**Page text:**
============================================================
Article

FDA Expands Use for Transcatheter Heart Valve

Author(s):

85% of patients experienced improvement in heart failure symptoms

The US Food and Drug Administration (FDA) has approved an expanded indication for the Sapien 3 Transcatheter Heart Valve (THV).

The approval is for patients with symptomatic heart disease due to failure of a previously placed bioprosthetic aortic or mitral valve whose risk of death or severe complications from repeat surgery is high or greater, according to an FDA statement.

“For the first time, a regulatory agency is approving a transcatheter heart valve as a valve-in-valve treatment when bioprosthetic mitral or aortic valves fail in patients who are at high or greater risk of complications from repeat surgery,” said Bram Zuckerman, MD, director of cardiovascular devices at the FDA’s Center for Devices and Radiological Health. “This new approval offers US patients with failing surgical bioprosthetic aortic or mitral valves a less-invasive treatment option.”

According to the statement, bioprosthetic aortic or mitral valves can fail over time for three reasons: stenosis — when the valve narrows and causes the heart to work harder to pump blood; regurgitation – when the valve doesn’t completely close and leaks blood backwards; or a combination of both of these conditions.

The new approval marks a milestone improvement in care, because current treatments normally require open heart surgery, which causes high or greater risk of complications in many patients.

The Sapien 3 THV was originally approved by the FDA for transcatheter aortic valve replacement (TAVR) as an alternative option to surgical aortic valve replacement for patients with native aortic stenosis whose risk for death or severe complications from surgery is high or greater. Its use was expanded last year to include patients who are at intermediate surgical risk for death or complications.
============================================================
**Records supplied:**

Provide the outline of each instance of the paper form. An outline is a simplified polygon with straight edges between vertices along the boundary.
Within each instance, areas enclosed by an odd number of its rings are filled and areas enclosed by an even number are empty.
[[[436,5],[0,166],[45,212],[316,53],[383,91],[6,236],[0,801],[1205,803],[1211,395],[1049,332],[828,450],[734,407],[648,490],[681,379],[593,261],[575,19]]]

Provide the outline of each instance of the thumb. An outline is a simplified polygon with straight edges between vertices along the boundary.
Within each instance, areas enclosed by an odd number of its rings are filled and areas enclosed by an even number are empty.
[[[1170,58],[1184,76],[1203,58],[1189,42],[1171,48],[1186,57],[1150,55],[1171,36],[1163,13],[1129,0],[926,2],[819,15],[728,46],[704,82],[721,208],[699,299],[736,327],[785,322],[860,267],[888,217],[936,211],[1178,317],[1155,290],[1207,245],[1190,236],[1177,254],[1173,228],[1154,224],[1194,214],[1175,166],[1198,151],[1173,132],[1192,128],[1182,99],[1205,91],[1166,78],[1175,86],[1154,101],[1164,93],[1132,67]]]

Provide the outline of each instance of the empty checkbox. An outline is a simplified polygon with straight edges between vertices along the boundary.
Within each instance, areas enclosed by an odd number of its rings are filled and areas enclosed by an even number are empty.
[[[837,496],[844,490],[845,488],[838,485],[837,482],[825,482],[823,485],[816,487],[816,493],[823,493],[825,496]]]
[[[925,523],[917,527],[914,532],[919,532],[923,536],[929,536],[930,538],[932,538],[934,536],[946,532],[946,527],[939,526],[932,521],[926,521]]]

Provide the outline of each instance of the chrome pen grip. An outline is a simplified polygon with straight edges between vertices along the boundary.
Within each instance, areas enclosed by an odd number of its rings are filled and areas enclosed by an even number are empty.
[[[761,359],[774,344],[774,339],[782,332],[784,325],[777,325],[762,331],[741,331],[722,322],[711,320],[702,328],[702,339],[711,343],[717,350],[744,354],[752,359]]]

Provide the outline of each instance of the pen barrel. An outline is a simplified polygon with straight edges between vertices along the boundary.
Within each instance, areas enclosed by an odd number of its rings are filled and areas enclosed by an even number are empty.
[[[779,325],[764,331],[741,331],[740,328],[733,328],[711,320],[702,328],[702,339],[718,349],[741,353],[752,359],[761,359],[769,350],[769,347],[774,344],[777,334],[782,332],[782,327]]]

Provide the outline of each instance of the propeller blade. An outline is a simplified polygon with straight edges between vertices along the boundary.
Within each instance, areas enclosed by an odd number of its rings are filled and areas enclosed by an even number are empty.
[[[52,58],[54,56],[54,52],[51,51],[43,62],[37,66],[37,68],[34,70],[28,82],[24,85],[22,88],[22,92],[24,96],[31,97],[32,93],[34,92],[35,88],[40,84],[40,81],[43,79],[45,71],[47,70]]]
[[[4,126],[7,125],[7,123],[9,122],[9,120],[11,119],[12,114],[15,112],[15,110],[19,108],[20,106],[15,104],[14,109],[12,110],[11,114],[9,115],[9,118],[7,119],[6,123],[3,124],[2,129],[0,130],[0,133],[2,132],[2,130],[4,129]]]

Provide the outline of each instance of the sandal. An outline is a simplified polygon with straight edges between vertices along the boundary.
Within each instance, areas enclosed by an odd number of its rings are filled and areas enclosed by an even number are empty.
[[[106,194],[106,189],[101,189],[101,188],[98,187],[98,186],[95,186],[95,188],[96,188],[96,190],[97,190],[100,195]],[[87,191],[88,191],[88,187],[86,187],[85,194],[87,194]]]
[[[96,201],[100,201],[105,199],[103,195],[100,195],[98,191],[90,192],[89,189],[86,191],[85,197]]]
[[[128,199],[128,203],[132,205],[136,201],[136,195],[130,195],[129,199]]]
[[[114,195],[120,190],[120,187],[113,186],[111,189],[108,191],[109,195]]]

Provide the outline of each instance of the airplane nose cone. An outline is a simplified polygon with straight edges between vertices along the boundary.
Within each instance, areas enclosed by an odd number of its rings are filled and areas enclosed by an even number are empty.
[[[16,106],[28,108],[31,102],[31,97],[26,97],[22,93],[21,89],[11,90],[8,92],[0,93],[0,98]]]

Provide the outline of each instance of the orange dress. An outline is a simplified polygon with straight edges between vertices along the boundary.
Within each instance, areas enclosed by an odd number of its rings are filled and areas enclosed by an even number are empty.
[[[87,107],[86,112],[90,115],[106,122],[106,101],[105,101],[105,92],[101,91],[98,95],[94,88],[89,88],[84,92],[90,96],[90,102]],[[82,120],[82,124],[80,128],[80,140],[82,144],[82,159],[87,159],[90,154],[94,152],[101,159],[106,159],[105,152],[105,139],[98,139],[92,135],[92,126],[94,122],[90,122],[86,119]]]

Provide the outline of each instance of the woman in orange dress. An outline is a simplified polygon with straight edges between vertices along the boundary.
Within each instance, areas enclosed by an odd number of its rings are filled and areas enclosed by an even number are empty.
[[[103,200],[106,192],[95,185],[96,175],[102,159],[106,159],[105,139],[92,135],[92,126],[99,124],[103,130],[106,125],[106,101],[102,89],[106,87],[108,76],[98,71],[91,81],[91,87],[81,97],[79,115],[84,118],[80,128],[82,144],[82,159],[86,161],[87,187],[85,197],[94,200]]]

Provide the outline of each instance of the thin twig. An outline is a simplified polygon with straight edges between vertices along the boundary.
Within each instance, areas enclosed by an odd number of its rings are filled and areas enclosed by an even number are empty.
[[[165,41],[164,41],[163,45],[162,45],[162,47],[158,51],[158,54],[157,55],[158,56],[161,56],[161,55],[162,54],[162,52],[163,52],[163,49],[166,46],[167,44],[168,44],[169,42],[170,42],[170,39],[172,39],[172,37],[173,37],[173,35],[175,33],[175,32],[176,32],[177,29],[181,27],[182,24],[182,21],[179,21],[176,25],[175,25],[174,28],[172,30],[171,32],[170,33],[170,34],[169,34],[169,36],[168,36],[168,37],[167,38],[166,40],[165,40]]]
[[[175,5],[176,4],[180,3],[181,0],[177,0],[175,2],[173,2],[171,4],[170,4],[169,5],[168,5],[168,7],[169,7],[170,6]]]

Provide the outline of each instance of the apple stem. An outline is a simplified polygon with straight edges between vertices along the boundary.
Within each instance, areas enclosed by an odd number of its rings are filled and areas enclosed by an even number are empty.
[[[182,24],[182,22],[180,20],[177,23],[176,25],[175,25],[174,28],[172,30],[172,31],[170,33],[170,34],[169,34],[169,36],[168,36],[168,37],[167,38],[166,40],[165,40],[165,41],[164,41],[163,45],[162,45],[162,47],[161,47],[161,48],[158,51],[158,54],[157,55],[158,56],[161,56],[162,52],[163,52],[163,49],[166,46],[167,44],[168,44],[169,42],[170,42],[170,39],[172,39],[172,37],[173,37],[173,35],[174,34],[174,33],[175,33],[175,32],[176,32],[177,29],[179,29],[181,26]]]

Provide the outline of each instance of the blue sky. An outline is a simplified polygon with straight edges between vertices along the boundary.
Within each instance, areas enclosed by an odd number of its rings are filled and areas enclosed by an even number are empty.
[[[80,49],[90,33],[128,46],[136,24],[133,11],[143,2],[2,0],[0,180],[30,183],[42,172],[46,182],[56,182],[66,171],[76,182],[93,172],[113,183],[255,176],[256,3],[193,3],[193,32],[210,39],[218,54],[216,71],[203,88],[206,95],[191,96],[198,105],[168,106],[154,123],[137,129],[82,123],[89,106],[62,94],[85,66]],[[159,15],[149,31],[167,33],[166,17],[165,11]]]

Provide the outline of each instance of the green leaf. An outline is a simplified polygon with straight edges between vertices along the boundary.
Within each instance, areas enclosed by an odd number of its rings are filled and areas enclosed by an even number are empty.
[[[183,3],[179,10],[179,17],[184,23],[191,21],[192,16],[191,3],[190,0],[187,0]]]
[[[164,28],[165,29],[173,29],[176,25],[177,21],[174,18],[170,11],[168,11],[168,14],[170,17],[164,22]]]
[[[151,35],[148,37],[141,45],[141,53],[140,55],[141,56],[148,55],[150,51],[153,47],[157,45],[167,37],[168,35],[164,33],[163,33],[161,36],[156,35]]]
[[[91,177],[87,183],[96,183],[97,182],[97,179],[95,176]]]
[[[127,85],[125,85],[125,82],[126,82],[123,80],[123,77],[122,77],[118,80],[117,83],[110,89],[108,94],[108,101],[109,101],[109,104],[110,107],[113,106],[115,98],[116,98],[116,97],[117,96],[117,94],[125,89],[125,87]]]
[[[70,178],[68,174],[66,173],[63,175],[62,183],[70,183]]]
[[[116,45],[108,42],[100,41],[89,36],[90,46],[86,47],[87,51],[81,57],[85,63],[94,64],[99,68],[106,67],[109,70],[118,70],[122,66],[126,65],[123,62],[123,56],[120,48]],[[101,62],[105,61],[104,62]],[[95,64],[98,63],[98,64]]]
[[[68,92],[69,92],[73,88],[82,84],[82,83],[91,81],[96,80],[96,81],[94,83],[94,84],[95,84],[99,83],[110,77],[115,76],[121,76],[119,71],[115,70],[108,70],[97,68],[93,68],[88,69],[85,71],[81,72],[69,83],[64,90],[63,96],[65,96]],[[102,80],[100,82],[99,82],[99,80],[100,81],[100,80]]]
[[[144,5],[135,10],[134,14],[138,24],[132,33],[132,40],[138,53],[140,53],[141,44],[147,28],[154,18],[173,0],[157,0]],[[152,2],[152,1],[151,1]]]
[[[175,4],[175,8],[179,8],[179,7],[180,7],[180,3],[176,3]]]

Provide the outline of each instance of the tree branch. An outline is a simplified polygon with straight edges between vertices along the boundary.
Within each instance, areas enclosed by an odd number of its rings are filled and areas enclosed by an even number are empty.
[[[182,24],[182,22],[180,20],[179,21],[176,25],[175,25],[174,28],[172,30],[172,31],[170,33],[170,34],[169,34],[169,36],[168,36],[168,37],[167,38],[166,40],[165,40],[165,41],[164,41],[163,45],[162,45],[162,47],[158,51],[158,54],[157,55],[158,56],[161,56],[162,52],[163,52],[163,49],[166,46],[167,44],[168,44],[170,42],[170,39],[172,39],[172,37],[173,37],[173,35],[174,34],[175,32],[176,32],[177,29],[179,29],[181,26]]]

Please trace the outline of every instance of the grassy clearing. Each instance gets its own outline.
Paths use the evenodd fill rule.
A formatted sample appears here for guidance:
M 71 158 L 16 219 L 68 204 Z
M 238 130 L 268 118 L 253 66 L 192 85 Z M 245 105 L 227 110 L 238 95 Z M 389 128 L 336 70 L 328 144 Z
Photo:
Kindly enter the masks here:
============================================================
**Task instructions:**
Continue the article on the FDA's expanded approval of the Sapien 3 heart valve, starting after its final sentence.

**Task answer:**
Today’s approval is an expanded use of the Sapien 3 THV as a valve-in-valve treatment. Valve-in-valve procedures offer an alternative to repeat surgery, since the replacement valve is inserted inside the failing surgical bioprosthetic valve through a patient’s blood vessel or a small cut in a patient’s chest.

To justify the current expansion, the FDA reviewed data from the Transcatheter Valve Therapy Registry that included 314 patients who had undergone aortic valve-in-valve procedures and 311 patients who had undergone mitral valve-in-valve procedures.

More than 85% of patients who underwent aortic or mitral valve-in-valve procedures experienced clinically meaningful improvement in their heart failure symptoms 30 days after the procedure.

The Sapien 3 THV should not be used in patients who cannot tolerate medications that thin the blood or prevent blood clots from forming or have an active infection in the heart or elsewhere.

Patients who receive the Sapien 3 THV face potential serious complications from the device or implantation procedure, such as death, stroke, respiratory failure, heart failure, kidney failure and bleeding.